▸ WHAT THE TASK ASKS
Locate every line in the listing below that contains the word "ceiling", and copy each of those lines. Matching is case-sensitive.

────────────────────

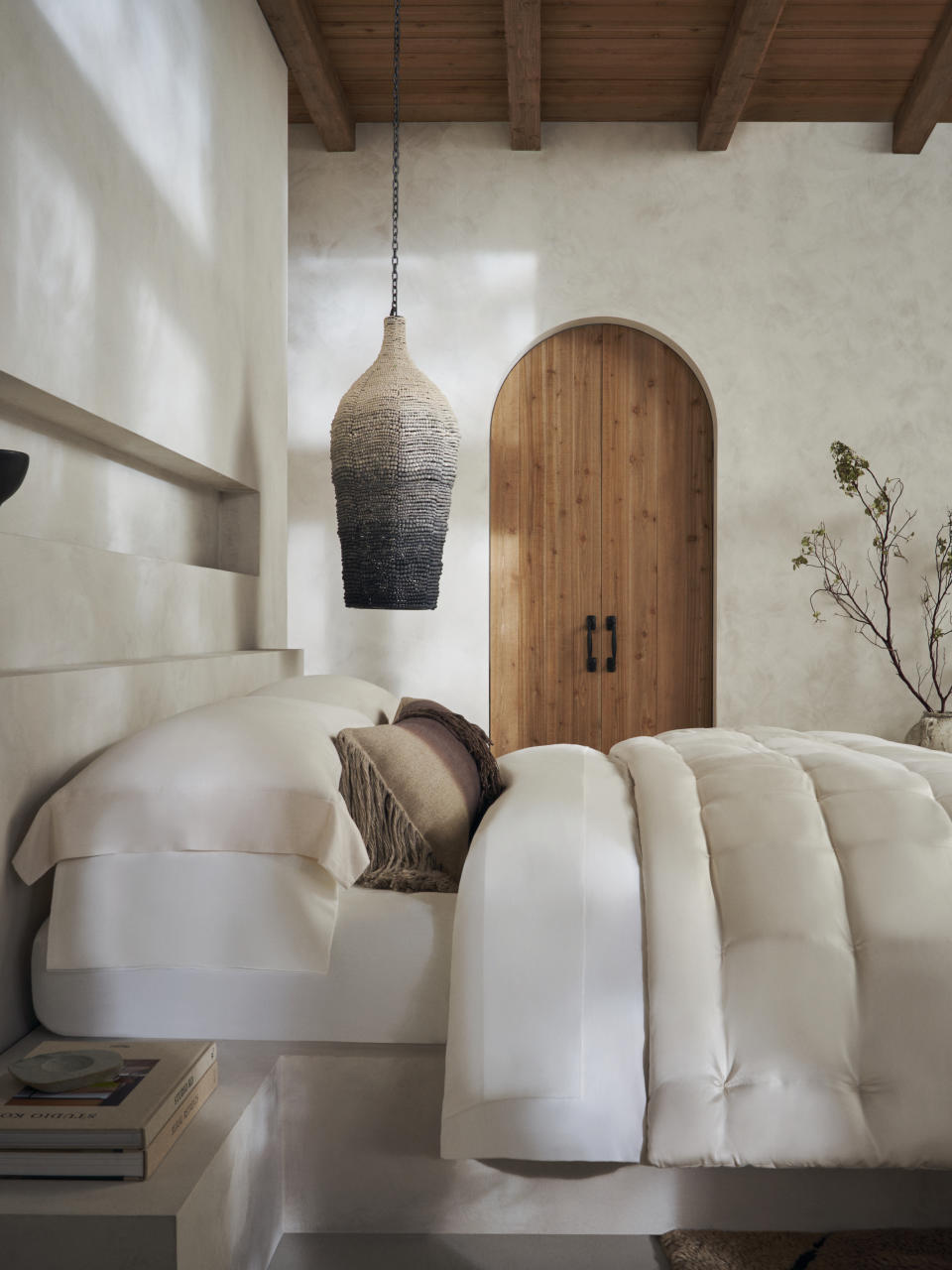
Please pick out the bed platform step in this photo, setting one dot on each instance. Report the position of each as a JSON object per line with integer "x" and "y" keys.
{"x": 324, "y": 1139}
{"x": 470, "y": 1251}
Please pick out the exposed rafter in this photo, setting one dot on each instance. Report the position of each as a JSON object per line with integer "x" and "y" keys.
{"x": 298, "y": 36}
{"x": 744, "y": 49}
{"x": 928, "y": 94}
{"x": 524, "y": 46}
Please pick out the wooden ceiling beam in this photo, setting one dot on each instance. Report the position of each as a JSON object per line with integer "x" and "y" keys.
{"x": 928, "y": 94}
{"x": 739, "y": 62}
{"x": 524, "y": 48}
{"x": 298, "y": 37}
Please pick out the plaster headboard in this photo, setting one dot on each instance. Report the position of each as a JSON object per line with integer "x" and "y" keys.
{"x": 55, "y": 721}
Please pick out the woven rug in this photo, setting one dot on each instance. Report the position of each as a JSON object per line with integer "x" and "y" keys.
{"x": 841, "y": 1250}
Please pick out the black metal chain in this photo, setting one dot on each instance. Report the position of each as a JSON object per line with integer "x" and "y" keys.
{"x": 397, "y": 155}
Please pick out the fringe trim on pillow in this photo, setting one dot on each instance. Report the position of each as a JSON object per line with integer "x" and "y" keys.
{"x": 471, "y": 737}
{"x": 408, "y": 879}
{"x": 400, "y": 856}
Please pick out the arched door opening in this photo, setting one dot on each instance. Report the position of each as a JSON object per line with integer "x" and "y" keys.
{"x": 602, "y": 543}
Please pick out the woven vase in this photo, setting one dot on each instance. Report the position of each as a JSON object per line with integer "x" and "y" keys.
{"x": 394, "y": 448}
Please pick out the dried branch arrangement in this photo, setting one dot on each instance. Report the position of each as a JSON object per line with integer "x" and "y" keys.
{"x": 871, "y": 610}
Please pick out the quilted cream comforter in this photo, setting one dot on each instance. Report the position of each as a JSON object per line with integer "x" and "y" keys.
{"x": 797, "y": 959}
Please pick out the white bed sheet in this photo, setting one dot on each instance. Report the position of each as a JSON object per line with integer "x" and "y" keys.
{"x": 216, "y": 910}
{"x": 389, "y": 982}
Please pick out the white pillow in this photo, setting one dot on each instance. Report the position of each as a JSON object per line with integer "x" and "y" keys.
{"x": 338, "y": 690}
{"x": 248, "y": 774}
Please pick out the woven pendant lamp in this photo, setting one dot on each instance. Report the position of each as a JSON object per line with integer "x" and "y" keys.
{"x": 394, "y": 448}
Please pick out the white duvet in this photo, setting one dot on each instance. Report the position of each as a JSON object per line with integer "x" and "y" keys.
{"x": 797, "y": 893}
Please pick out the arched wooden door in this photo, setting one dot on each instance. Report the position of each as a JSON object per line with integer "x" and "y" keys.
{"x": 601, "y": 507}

────────────────────

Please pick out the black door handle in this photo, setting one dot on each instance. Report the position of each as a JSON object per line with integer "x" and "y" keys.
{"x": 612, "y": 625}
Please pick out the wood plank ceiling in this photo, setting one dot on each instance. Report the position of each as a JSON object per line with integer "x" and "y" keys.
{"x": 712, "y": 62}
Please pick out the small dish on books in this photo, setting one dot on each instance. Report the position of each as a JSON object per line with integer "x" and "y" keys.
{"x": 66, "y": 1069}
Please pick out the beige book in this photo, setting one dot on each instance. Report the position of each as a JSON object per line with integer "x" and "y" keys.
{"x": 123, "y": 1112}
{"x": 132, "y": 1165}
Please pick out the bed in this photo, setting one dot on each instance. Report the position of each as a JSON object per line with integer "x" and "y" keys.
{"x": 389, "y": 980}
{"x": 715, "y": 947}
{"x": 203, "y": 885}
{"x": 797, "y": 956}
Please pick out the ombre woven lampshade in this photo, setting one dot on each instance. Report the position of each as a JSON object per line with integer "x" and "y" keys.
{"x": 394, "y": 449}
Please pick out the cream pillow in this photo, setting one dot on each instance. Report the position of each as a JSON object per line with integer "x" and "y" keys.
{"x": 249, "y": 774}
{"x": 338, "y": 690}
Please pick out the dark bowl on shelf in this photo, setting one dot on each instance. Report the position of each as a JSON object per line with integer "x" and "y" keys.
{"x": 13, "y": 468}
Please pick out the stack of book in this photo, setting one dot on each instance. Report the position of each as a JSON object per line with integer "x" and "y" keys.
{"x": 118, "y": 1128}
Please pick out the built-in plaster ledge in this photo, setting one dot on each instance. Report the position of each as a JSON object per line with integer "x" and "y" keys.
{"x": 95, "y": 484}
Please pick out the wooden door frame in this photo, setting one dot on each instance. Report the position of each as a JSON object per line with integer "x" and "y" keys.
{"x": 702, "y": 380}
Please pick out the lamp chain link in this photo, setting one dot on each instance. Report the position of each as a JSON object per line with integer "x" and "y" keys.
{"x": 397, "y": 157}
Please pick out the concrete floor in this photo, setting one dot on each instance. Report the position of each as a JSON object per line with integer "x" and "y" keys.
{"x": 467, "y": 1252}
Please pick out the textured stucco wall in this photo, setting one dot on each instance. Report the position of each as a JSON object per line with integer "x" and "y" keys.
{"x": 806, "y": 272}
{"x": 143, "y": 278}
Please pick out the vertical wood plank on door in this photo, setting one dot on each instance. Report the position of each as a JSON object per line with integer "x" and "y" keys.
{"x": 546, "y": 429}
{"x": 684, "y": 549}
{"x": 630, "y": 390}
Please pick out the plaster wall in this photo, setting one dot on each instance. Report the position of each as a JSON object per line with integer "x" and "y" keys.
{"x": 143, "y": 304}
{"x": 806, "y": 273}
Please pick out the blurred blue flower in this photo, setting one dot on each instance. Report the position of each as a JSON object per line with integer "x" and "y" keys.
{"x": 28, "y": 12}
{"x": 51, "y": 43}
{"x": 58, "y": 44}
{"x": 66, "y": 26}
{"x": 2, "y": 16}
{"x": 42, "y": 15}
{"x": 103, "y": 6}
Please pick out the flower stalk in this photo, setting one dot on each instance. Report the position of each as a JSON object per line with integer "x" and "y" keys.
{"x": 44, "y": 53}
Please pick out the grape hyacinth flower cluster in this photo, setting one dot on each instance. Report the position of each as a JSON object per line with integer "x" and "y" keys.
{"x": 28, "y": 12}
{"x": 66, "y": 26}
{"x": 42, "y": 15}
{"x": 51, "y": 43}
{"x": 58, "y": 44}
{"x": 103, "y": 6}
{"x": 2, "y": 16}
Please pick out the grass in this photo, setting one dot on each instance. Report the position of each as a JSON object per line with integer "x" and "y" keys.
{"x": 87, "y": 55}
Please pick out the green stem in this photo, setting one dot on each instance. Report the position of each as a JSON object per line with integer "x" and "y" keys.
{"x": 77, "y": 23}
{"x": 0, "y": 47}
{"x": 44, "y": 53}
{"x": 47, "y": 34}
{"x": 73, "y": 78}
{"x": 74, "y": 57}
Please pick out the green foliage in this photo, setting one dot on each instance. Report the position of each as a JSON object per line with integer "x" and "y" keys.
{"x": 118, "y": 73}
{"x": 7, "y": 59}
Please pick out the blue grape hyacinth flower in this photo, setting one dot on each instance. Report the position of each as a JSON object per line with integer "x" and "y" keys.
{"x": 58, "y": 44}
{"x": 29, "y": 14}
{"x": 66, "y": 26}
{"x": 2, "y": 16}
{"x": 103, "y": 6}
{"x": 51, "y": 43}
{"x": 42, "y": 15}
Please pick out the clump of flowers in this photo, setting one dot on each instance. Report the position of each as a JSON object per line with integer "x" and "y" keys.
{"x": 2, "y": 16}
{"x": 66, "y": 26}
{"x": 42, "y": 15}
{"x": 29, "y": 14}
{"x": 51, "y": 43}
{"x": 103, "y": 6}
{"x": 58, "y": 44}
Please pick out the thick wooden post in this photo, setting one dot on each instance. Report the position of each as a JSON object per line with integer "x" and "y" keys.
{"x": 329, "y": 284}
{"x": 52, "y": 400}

────────────────────

▸ TASK SOLUTION
Please pick out the wooden ceiling beam in this photo, setting one dot on each instance. Report the position of each as a JSON object per line with integer "x" and "y" keys.
Please pick out the wood plank ceiling in this photo, setting one dot on each instance. Report the position of each as a JSON object per line with integer "x" and "y" keys.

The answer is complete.